**WORK TO BE COMPLETED**
Please return, unchanged, every line from the one containing "[locate] gray hair" up to and including the final line.

**RECORDS SUPPLIED**
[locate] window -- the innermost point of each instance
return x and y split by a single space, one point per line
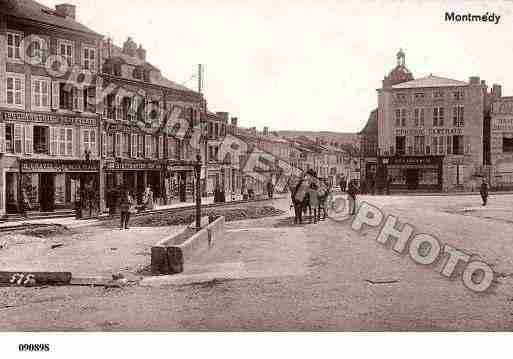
457 116
458 95
419 144
66 51
117 145
507 144
438 94
65 141
418 117
65 96
18 138
41 94
133 146
89 140
14 46
457 145
88 59
438 116
41 139
90 99
16 90
400 145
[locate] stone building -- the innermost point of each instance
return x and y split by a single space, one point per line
48 71
430 131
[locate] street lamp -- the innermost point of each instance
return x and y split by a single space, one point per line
197 168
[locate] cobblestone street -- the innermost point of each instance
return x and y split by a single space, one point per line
268 274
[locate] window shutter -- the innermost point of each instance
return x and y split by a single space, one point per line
18 139
80 100
104 144
55 94
29 144
2 138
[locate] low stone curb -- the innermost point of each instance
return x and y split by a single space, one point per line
170 259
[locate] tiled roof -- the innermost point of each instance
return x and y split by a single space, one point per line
29 9
430 81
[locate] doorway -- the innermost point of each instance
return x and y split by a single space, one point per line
412 178
47 192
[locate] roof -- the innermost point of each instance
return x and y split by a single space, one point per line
32 10
430 81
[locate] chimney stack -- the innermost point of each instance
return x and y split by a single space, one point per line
141 53
66 10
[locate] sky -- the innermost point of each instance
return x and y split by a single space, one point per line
306 65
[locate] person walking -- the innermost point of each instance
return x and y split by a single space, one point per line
313 199
483 190
125 208
352 191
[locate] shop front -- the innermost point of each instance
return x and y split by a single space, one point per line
412 173
48 185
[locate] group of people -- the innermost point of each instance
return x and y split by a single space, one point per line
310 194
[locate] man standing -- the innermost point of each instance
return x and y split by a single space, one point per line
484 192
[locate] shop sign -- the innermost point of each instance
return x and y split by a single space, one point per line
49 119
59 166
416 161
502 124
133 166
428 131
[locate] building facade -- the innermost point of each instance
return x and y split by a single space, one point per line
47 126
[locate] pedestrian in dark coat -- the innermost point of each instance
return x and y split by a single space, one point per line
483 190
125 206
352 191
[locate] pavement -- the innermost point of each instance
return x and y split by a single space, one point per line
269 274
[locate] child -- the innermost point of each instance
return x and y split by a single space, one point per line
313 198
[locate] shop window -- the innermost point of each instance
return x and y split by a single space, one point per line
66 51
419 144
457 145
418 117
507 144
90 99
65 96
41 139
89 58
400 145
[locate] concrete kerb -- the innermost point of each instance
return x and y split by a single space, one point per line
170 259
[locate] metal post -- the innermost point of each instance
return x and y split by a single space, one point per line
197 168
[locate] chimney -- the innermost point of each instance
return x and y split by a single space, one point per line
496 91
141 53
66 10
474 80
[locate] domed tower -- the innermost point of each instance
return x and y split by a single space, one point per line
400 73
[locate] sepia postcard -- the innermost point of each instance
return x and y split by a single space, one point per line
173 166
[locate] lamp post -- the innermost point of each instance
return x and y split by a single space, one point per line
197 169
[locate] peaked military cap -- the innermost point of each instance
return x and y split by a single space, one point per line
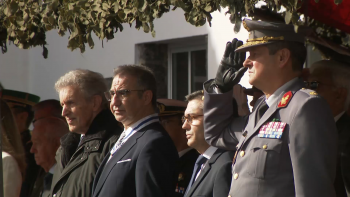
170 107
250 91
263 33
20 99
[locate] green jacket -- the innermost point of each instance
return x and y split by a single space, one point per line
78 161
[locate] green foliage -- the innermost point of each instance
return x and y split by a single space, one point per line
25 22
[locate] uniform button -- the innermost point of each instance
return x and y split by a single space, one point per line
242 153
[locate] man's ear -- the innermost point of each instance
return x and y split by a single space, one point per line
341 96
147 96
97 101
283 56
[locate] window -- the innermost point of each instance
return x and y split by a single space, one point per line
187 71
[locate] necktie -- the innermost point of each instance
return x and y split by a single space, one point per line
200 160
260 111
47 182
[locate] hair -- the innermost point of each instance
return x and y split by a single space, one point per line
145 79
89 83
197 95
340 74
11 138
297 52
55 128
19 109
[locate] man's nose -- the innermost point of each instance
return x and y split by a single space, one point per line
247 63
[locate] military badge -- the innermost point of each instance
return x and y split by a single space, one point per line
285 99
272 130
181 177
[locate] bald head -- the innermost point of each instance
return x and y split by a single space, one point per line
46 140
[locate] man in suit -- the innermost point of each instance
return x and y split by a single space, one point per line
143 161
170 115
287 145
21 104
93 131
331 80
46 140
212 172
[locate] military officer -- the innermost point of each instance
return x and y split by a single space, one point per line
287 145
170 114
21 104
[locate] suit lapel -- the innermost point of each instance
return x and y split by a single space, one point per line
124 149
205 171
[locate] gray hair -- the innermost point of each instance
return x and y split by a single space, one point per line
340 75
90 83
197 95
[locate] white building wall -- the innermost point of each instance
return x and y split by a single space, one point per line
27 70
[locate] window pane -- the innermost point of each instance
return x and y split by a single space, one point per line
198 69
179 75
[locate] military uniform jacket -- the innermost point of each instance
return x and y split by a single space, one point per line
76 177
301 163
185 168
215 178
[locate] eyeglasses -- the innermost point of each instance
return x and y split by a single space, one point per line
121 94
313 85
189 118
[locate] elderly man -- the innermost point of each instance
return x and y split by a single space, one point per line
21 104
170 115
287 145
212 172
93 131
331 80
46 140
143 161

**COMPLETED EXERCISE**
[locate] gray hair -- the innermost point of each instance
return x and y split by a single space, one point per line
340 75
90 83
197 95
[locate] white building wall -- the innermost point of each instance
return x and y split by a single space, one point per line
27 70
[locate] window pane -- the innermost point of each instance
return x and y split by a single space, one point per line
198 69
179 75
[locate] military uniform jacket -- the innermost point of each instance
return x and y split by a single space, one point per line
76 177
301 163
185 168
215 178
[locate] eyeglasses -- the innermost point of each instance
return x and y split by a single space, one point per line
121 94
313 85
189 118
[locate] elderly man -- the innermost point of each instance
return x and y split by a single space, one point per line
21 104
170 115
287 145
212 172
93 131
331 80
46 140
143 161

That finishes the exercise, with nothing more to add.